Answer these from the page text on service charges below:
(a) Which four leaseholder rights does the text name for the Commonhold and Leasehold Reform Act 2002?
(b) Which Act contains the definition of a service charge, as amended by the 2002 Act?
(c) For what, directly or indirectly, is a service charge payable under that definition?

PAGE TEXT:

********

The Commonhold and Leasehold Reform Act 2002 empowers leaseholders
in this area, giving them wide-ranging rights to challenge
unreasonable charges, inspect documentation, apply for a management
audit, seek the appointment of a new manager etc. The new
provisions place greater administrative burdens on landlords,
management companies and managing agents, who ignore the obligations
at their peril.
Definition of service charge
Service 18(1) of the Landlord and Tenant Act 1985 (as amended
by the Commonhold and Leasehold Reform Act 2002) defines a
service charge as an amount payable by a tenant of a dwelling
as part of or in addition to the rent:
1. which is payable, directly or indirectly, for services,
repairs and maintenance, improvements or insurance or the
landlord's costs of management; and
2. the whole or part which varies or may vary according to
the relevant costs."

********

SOURCE EXCERPT:
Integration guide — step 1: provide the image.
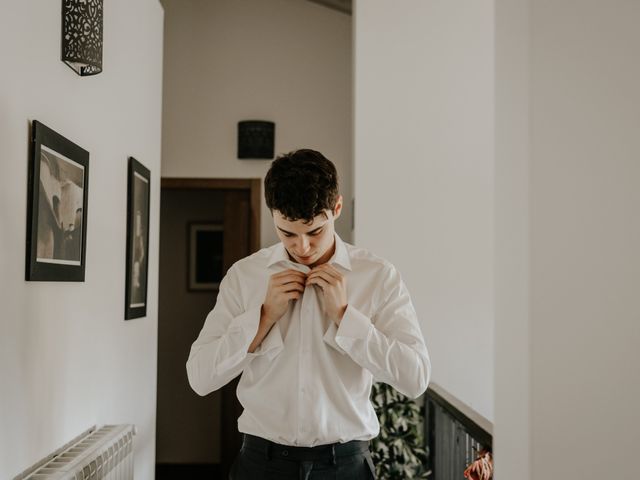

********

WRITTEN RESPONSE:
(a) The rights to challenge unreasonable charges, inspect documentation, apply for a management audit, and seek the appointment of a new manager.
(b) The Landlord and Tenant Act 1985.
(c) Services, repairs and maintenance, improvements or insurance, or the landlord's costs of management.